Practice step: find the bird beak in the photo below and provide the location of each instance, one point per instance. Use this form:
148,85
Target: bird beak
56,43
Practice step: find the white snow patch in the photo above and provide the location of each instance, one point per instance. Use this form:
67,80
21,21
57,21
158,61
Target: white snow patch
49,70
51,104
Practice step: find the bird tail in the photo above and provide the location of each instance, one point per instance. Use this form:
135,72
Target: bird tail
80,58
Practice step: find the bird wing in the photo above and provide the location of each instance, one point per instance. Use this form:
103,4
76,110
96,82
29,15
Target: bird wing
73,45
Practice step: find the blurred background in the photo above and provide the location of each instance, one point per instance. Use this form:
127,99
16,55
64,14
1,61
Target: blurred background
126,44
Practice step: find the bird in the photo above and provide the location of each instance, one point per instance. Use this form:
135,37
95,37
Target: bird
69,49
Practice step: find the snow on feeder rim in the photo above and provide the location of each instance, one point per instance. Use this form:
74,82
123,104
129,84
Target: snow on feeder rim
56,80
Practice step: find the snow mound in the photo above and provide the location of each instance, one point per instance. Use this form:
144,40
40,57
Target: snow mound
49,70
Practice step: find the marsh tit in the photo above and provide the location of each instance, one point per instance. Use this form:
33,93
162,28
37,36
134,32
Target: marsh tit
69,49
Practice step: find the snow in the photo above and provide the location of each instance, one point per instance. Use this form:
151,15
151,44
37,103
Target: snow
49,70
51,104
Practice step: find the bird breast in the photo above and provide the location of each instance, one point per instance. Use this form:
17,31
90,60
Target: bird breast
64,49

__________________________________________________

* [Your task]: Copy out the records unchanged, from the line containing "Practice step: find the snow mound" through the end of the records, including both the first and last lines.

* [Final answer]:
Practice step: find the snow mound in the photo above and provide the location of each instance, one point per instance. Use this form:
144,40
40,57
Target: snow mound
49,70
Practice step: find the marsh tit in the photo above and provide the location of each instance, one point per instance. Use this form:
33,93
162,28
37,36
134,32
Target: marsh tit
69,49
Practice step: find the snow in the photo above and provide the location of each instance, one point per instance. Use this form:
151,15
151,44
37,103
Target: snow
49,70
51,104
Practice step: find the bird breast in the photo above and provide the location of each instance, one point per instance. Use this form:
17,31
90,60
Target: bird breast
64,49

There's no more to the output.